▶ [WHAT IS REQUIRED]: Nothing is to be left out; print all the entries exactly.

▶ [DATA PROVIDED]:

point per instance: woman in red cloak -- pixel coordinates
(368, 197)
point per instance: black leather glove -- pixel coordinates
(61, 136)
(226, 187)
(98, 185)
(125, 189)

▶ [EXERCISE RESPONSE]:
point per instance: woman in red cloak -- pixel coordinates
(368, 197)
point per instance: black leather glove -- pixel coordinates
(61, 136)
(226, 187)
(98, 185)
(125, 189)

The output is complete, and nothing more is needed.